● SOURCE DOCUMENT
___
VA using big data to improve health care delivery

Press Release | US Department of Veterans Affairs | March 24, 2016

Program set to develop new generation of “hybrid” clinical data scientists

Using health data to understand disease and wellness as well as the best treatment and prevention options forpatients, is critical for improving care. That’s why VA is partnering with the National Cancer Institute’s Center for Strategic Scientific Initiatives to use “big data” to advance favorable outcomes in patient care.

“Big data” in health care is a term used to describe complex and very large data sets that have evolved since the inception of electronic health records. VA currently has more than 1 billion data points available to assess Veteran health. The pilot initiative called the Big Data Scientist Training Enhancement Program (BD-STEP) will develop programs to train a new generation of “hybrid” clinical data scientists in how to use data sets, algorithms and models – to develop innovative solutions to improve health care delivery.

Pictured above, Dr. James Zadina’s VA-Tulane team tests a drug that may be a safer alternative to opioid painkillers. (Photo by Paula Burch-Celentano)

Traditional data scientists are trained in disciplines such as computer science and applications, modeling, statistics, analytics and math. As health care increasingly moves toward use of big data, it is important to ensure traditional data scientists understand clinical settings and health care operations as they relate to the data they evaluate. BD-STEP proposes to establish this new generation of “hybrid” clinical data scientists to work closely with VA clinicians in the clinical setting.

“Potentially, BD-STEP can redefine care delivery by training clinical data scientists to understand and interpret the rapidly increasing amount of data generated in clinical settings and to utilize the data to directly impact decisions in clinical care,” said Under Secretary for Health Dr. David Shulkin. “Our goal is to grow a trainee’s professional capacity to fully understand the mechanics of VA’s health care delivery system and to use data to enhance Veteran care.”
___
● INPUT DATA
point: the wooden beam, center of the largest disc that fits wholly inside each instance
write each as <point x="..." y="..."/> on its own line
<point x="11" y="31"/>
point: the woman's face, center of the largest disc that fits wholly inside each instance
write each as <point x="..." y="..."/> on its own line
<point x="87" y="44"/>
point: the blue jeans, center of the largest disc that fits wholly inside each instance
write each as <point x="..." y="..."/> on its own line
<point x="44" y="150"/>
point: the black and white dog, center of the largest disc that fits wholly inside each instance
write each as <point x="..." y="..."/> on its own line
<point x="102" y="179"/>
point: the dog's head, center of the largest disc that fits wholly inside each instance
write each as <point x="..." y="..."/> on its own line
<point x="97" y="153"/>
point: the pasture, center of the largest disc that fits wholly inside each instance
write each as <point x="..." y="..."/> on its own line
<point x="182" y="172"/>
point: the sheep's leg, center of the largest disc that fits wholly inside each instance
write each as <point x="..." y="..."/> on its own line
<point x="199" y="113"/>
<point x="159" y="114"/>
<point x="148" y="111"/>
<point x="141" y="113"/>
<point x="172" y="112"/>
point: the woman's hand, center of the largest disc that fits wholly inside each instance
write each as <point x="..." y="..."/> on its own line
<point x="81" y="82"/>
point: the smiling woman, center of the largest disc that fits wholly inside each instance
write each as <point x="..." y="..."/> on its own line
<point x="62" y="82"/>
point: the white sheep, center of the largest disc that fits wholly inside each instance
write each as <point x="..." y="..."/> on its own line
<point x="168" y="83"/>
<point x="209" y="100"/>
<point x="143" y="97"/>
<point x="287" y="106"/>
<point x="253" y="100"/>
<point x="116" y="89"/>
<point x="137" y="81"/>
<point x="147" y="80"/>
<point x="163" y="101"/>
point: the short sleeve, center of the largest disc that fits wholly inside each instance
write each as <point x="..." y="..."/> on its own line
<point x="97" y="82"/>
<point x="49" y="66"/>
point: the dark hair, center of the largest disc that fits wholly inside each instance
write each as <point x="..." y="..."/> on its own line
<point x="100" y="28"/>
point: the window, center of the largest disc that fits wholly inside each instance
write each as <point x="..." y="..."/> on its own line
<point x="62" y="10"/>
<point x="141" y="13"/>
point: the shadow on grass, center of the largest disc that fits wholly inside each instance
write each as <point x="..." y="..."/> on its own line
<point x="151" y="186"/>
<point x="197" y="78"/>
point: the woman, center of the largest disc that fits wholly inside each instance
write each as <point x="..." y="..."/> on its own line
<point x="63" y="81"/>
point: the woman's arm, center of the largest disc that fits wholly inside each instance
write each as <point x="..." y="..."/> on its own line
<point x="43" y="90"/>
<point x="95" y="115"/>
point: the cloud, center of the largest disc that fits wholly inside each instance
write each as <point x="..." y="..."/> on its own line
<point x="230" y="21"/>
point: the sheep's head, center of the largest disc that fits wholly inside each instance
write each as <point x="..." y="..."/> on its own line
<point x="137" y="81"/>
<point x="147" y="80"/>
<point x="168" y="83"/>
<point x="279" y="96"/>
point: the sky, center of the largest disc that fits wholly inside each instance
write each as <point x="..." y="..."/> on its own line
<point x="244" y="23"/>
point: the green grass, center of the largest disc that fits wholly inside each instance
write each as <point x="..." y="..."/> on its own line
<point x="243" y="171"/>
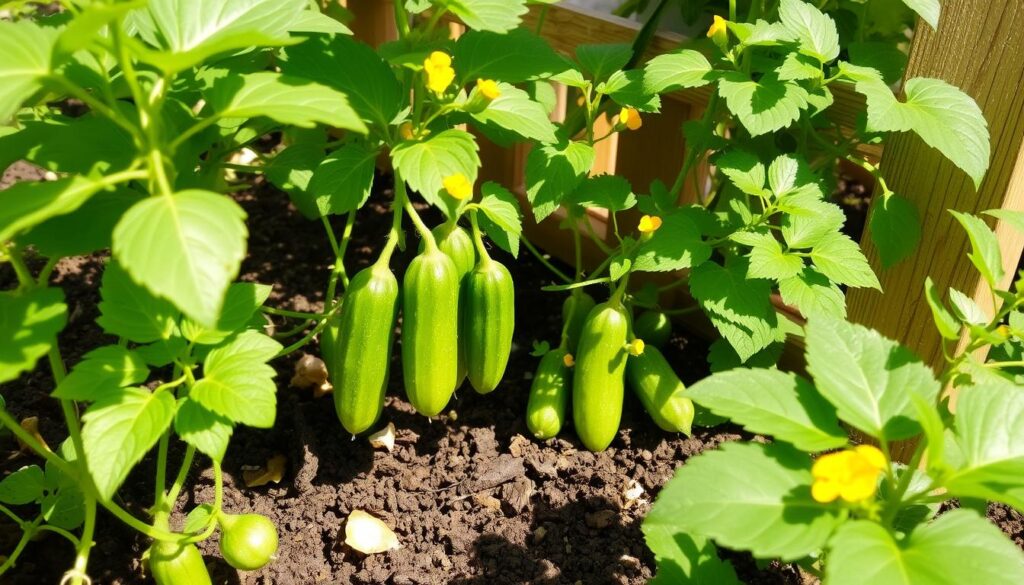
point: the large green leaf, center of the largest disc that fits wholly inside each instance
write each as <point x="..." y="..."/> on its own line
<point x="960" y="547"/>
<point x="352" y="68"/>
<point x="425" y="164"/>
<point x="119" y="430"/>
<point x="750" y="497"/>
<point x="237" y="382"/>
<point x="284" y="98"/>
<point x="101" y="373"/>
<point x="990" y="432"/>
<point x="25" y="61"/>
<point x="868" y="378"/>
<point x="128" y="310"/>
<point x="185" y="248"/>
<point x="769" y="402"/>
<point x="29" y="324"/>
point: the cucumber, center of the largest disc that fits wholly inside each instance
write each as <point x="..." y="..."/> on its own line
<point x="653" y="327"/>
<point x="598" y="383"/>
<point x="487" y="321"/>
<point x="660" y="391"/>
<point x="358" y="354"/>
<point x="430" y="331"/>
<point x="548" y="394"/>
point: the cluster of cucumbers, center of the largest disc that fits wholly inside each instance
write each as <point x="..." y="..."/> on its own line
<point x="458" y="318"/>
<point x="595" y="361"/>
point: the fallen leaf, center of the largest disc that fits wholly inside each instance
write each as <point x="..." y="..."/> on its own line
<point x="369" y="535"/>
<point x="272" y="471"/>
<point x="384" y="437"/>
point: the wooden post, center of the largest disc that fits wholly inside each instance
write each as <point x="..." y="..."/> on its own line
<point x="978" y="48"/>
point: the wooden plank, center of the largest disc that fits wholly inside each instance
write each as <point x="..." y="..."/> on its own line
<point x="978" y="47"/>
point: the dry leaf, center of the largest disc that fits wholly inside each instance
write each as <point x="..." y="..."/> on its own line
<point x="31" y="425"/>
<point x="310" y="371"/>
<point x="273" y="471"/>
<point x="384" y="437"/>
<point x="369" y="535"/>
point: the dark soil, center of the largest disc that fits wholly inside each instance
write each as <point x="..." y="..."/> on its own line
<point x="472" y="497"/>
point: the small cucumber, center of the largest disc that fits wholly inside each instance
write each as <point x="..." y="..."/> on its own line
<point x="430" y="331"/>
<point x="660" y="390"/>
<point x="548" y="394"/>
<point x="598" y="383"/>
<point x="487" y="323"/>
<point x="653" y="327"/>
<point x="358" y="356"/>
<point x="574" y="310"/>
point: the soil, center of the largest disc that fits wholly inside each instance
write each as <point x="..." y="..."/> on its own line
<point x="471" y="496"/>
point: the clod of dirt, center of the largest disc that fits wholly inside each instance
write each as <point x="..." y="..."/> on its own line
<point x="369" y="535"/>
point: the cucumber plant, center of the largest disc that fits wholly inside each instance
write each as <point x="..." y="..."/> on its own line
<point x="843" y="512"/>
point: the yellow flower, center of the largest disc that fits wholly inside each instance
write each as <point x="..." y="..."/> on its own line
<point x="636" y="347"/>
<point x="630" y="118"/>
<point x="458" y="186"/>
<point x="851" y="474"/>
<point x="488" y="88"/>
<point x="439" y="72"/>
<point x="649" y="223"/>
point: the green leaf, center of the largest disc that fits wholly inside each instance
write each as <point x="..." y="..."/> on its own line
<point x="28" y="204"/>
<point x="600" y="60"/>
<point x="207" y="431"/>
<point x="764" y="106"/>
<point x="284" y="98"/>
<point x="985" y="254"/>
<point x="119" y="430"/>
<point x="495" y="15"/>
<point x="814" y="31"/>
<point x="813" y="294"/>
<point x="739" y="308"/>
<point x="23" y="487"/>
<point x="342" y="181"/>
<point x="841" y="259"/>
<point x="102" y="372"/>
<point x="25" y="61"/>
<point x="867" y="377"/>
<point x="188" y="32"/>
<point x="927" y="9"/>
<point x="681" y="70"/>
<point x="676" y="245"/>
<point x="185" y="248"/>
<point x="553" y="172"/>
<point x="513" y="57"/>
<point x="237" y="382"/>
<point x="750" y="497"/>
<point x="425" y="164"/>
<point x="352" y="68"/>
<point x="502" y="218"/>
<point x="514" y="111"/>
<point x="773" y="403"/>
<point x="989" y="428"/>
<point x="607" y="192"/>
<point x="241" y="302"/>
<point x="768" y="260"/>
<point x="29" y="324"/>
<point x="129" y="310"/>
<point x="958" y="547"/>
<point x="895" y="228"/>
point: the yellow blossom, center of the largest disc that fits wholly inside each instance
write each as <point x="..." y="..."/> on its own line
<point x="439" y="72"/>
<point x="488" y="88"/>
<point x="851" y="474"/>
<point x="630" y="118"/>
<point x="649" y="223"/>
<point x="458" y="186"/>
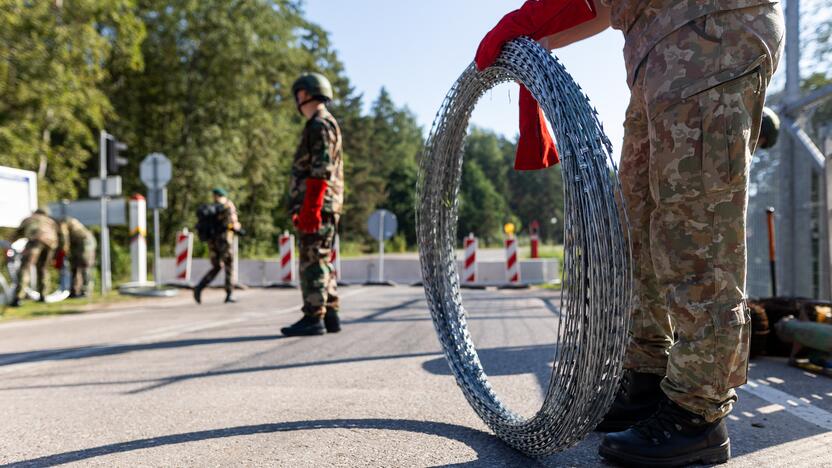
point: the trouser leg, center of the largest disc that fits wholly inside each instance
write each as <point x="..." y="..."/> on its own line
<point x="216" y="265"/>
<point x="228" y="266"/>
<point x="315" y="269"/>
<point x="43" y="261"/>
<point x="28" y="260"/>
<point x="651" y="333"/>
<point x="704" y="90"/>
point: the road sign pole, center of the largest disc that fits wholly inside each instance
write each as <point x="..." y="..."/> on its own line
<point x="106" y="276"/>
<point x="156" y="256"/>
<point x="157" y="280"/>
<point x="381" y="249"/>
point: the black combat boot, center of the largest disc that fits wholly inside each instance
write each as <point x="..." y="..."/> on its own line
<point x="332" y="321"/>
<point x="198" y="293"/>
<point x="673" y="436"/>
<point x="637" y="399"/>
<point x="307" y="326"/>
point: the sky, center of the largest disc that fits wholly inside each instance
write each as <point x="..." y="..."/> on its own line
<point x="417" y="50"/>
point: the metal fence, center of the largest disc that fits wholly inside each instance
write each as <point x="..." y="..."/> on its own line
<point x="788" y="180"/>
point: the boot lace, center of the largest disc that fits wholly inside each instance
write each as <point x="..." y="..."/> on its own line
<point x="660" y="426"/>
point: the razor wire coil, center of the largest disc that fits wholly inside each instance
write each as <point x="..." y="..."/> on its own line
<point x="597" y="284"/>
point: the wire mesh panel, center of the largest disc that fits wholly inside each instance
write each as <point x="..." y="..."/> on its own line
<point x="597" y="285"/>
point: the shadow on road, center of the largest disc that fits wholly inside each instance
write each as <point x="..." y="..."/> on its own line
<point x="485" y="445"/>
<point x="60" y="354"/>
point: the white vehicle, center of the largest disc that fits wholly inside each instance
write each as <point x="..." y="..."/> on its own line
<point x="13" y="253"/>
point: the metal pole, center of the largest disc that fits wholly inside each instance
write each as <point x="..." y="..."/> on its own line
<point x="156" y="192"/>
<point x="156" y="276"/>
<point x="792" y="168"/>
<point x="381" y="248"/>
<point x="771" y="251"/>
<point x="105" y="230"/>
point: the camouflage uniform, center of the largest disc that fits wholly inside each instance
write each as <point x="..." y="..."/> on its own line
<point x="698" y="73"/>
<point x="44" y="238"/>
<point x="221" y="251"/>
<point x="319" y="156"/>
<point x="81" y="254"/>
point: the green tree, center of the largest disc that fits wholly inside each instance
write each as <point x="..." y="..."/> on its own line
<point x="56" y="57"/>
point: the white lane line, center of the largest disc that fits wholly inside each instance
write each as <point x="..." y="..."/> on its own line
<point x="94" y="349"/>
<point x="791" y="404"/>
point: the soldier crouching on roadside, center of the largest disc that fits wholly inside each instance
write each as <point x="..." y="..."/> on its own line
<point x="44" y="238"/>
<point x="81" y="256"/>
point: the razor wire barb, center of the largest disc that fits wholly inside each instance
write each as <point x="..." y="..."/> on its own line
<point x="594" y="315"/>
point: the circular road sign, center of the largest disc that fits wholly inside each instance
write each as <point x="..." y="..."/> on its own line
<point x="155" y="171"/>
<point x="382" y="225"/>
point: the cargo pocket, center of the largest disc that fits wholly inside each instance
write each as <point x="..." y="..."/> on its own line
<point x="730" y="113"/>
<point x="732" y="326"/>
<point x="702" y="143"/>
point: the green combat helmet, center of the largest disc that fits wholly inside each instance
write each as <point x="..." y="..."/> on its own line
<point x="315" y="84"/>
<point x="769" y="128"/>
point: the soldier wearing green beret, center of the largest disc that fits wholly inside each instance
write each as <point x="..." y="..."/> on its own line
<point x="220" y="246"/>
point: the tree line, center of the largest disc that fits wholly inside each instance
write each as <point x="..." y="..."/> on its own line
<point x="208" y="83"/>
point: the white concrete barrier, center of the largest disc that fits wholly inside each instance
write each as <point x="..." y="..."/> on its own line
<point x="261" y="273"/>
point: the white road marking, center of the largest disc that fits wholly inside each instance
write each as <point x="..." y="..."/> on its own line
<point x="791" y="404"/>
<point x="150" y="338"/>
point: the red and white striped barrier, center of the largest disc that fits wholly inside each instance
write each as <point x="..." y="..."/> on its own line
<point x="184" y="255"/>
<point x="138" y="239"/>
<point x="335" y="257"/>
<point x="286" y="251"/>
<point x="512" y="264"/>
<point x="469" y="270"/>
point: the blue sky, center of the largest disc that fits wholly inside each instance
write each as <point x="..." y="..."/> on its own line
<point x="417" y="49"/>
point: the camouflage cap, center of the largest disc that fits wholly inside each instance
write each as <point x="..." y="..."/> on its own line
<point x="317" y="85"/>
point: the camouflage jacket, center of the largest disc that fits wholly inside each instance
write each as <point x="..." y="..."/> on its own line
<point x="77" y="238"/>
<point x="319" y="157"/>
<point x="41" y="228"/>
<point x="228" y="218"/>
<point x="646" y="22"/>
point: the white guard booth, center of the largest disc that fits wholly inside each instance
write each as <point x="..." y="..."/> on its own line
<point x="18" y="195"/>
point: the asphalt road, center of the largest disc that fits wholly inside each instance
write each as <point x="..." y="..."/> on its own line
<point x="170" y="383"/>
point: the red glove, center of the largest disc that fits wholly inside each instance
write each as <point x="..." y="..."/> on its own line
<point x="59" y="259"/>
<point x="536" y="19"/>
<point x="309" y="219"/>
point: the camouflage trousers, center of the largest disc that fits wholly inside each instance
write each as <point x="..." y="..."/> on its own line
<point x="318" y="284"/>
<point x="222" y="258"/>
<point x="39" y="255"/>
<point x="691" y="129"/>
<point x="81" y="259"/>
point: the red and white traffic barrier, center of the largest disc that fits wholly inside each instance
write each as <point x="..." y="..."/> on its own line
<point x="138" y="239"/>
<point x="286" y="249"/>
<point x="335" y="257"/>
<point x="512" y="263"/>
<point x="184" y="255"/>
<point x="469" y="270"/>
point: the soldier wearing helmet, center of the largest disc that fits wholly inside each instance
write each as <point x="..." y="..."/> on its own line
<point x="43" y="239"/>
<point x="317" y="196"/>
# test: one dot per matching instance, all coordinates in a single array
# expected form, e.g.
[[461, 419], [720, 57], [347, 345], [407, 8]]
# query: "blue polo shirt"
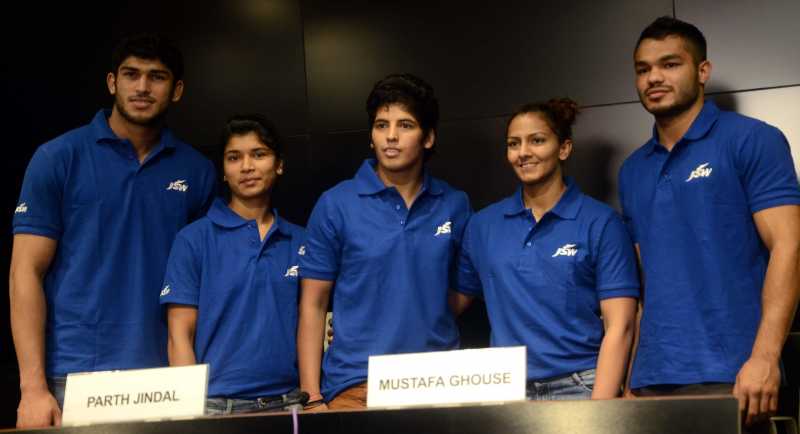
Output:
[[392, 267], [246, 294], [114, 220], [543, 281], [690, 211]]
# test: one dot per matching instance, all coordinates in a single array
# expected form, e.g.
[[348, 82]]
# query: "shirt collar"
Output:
[[103, 133], [700, 126], [368, 183], [567, 206], [222, 215]]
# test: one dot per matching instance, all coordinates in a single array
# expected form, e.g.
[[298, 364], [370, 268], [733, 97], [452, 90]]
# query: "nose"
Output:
[[524, 150], [655, 75], [247, 163], [392, 134], [143, 85]]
___
Pick up the press release on VA's big data training program after its last sentence and continue writing it. The records come from a different source than the press release.

Six VA Medical Centers are participating in this pilot program: Boston, Massachusetts; Buffalo, New York; Durham, North Carolina; Houston, Texas; Palo Alto, California; and Seattle, Washington. Each site is matched with one to two trainees of renowned academic institutions in the big data field. Current projects include partnerships with Stanford University on “Longitudinal Medical Radiation Exposure and Cancer Risk,” Harvard University to look at the “Diversity in Epidemiological and Genetic Predictors of Onset and Progression of Myeloma,” and the University of Southern California on “Hepatocellular carcinoma prediction models for Hepatitis C Patients.”

BD-STEP also supports the Precision Medicine Initiative, a new research effort by the White House to revolutionize how VA improves health and treats disease. It also represents the first time that VA’s Veteran Health Administration’s Employee Education System, Office of Academic Affiliations and its Office of Research and Development have worked together with NCI’s Center for Strategic Scientific Initiatives to build a program.